| Short problem 1 |
In the job-hunting blog text, list each numbered self-discovery from the 8.31.2009 entry by the opening sentence of its point.
| Short problem 2 |
Continue the job-hunting blog text after its final sentence.

8.31.2009

"Perhaps on the whole, embarrassment and perplexity are a kind of natural accompaniment to life and movement; and it is better to be driven out of your senses with thinking which of the two things you ought to do than to do nothing whatever, and be utterly uninteresting to all the world." -Margaret Oliphant

Today began the search for a job. I went to Kinkos, printed off 21 resumes and began my quest for employment. I ventured from Columbus Circle, down 9th ave (finding my way to restaurant row of course) and came to a close around Times Square. What a day of self discoveries! Here are a few:

1. It takes a lot of guts to job hunt. There is a huge difference between applying to jobs online, and walking from restaurant to store inquiring about openings, only to be constantly rejected. 

2. The occasional interview makes all the previous rejections (including a few of the next ones) all worth it.

3. Shame on my prideful demeanor. I've always felt that I was the type of person who didn't have an issue with pride. I know that God give's me all my blessings/talents and it is to Him that I am eternally grateful. Then why, upon noticing a small 'burger joint,' did it take me 5 minutes of internal debating to enter and inquire about their open positions? I am not above flipping burgers, nor is anyone else in this world. I have a college diploma- so what? I was just working at a fine dining establishment- so what? One of my professors from college, Greg Funaro, used to tell us that we weren't entitled to anything. It's true. Where did this sense of entitlement come from? Shame on me.

4. The embarrassment factor. As I approached the Applebee's located at Broadway and 50th I felt a voice inside me say "go inside and apply!" which was quickly challenged by another voice that said "applebees? What are you, in high school?" I fought off the second voice and stepped inside to apply. Within 30 minutes I was taking an aptitude test, and 30 minutes later I was hired. I loved the environment. It was easy going, good music playing, and just seemed like fun. "What's so wrong with applebees? " I asked myself. I knew I would be embarrassed around all my friends who work in fine dining- New York style restaurants. Why should I be ashamed that I enjoy working at silly chain restaurants instead of stuffy eloquent ones? The answer : I shouldn't.

Don't get too excited. The job offer was only for a hostess position (in which I would make $8 an hour...I can't live off of that) and it doesn't begin for another 2 weeks- meaning I am still on the lookout for a job. I accepted the offer, with the hopes that I will soon find something else. The search presses on tomorrow!

8.29.2009

"It was the best of times, it was the worst of times"

I was fired yesterday.

 Never having been fired before, it was indeed shocking to hear those dreaded words: "we can just go ahead and assume this isn't going to work out". I felt as if I was being broken up with by a long term boyfriend!

They didn't have a reason as to why they were letting me go, nor did they care to try and come up with one. They simply informed me that I wouldn't even be allowed to finish out my last 3 shifts of the week.

| Dataset entries |
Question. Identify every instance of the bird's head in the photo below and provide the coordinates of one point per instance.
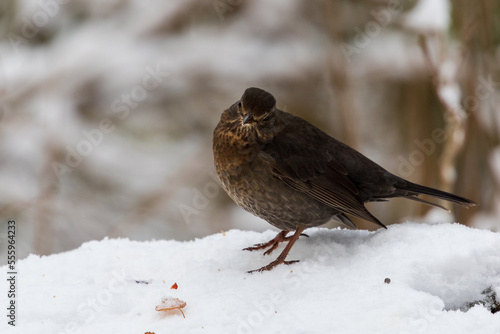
(256, 108)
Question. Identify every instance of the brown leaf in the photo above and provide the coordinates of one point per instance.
(171, 303)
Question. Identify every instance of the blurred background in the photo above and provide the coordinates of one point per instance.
(108, 106)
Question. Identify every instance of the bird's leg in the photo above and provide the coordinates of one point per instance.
(273, 243)
(281, 258)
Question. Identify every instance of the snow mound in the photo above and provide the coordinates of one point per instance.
(411, 278)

| Exercise result 1 |
1. It takes a lot of guts to job hunt.
2. The occasional interview makes all the previous rejections (including a few of the next ones) all worth it.
3. Shame on my prideful demeanor.
4. The embarrassment factor.

| Exercise result 2 |
They couldn't have chosen a worse time. Having been previously unemployed for 3 weeks at the beginning of July, I had a month of working and was fired 4 weeks later; I have no savings and have barely been able to make September's rent. Basically I am living in the most expensive city in America with $30 to my name. Literally $30.

Amidst the feelings of embarrassement and shock there is also an excitement. People think I am ridiculous for finding poverty exciting. I've never been rich or close to it, however I've never known what it felt like to live below the poverty line until I moved to NYC. While reading the play "A Streetcar Named Desire" (written by my favorite playwright Tennessee Williams) I came across a quote that completely summarizes my feelings for this matter. 

"The sort of life which I had had previous to this popular success was one that required endurance, a life of clawing and scratching along a sheer surface and holding on tight with raw fingers to every inch of rock higher than the one caught hold of before, but it was a good life becasue it was the sort of life for which the human organism is created."

Creativity, art, and greatness comes from trials like this, if you let it. They say that art is the study of life; and if that's true, then my art is going to be great. I will prove Darwin's theory of 'survival of the fittest' by not only surviving but flourishing through this trial.

God is good. He will bless you if you let him. He will not only bless you with good times but also with trials. My cousin Garrett pointed out a beautiful scripture- 1 Peter 1:7

"That the trial of your faith, being much more precious than of gold that perisheth, though it be tried with fire, might be found unto praise and honour and glory at the appearing of Jesus Christ."

The next few months are going to be hard but fruitfull, I can tell. September will be spent scrounging for a job and being able to pay all of my bills on time. October will still be uncertain while trying to build some kind of a savings cushion back up; and November begins Holiday shopping for loved ones that will wipe out my savings all over again :)

Ah... c'est la vie!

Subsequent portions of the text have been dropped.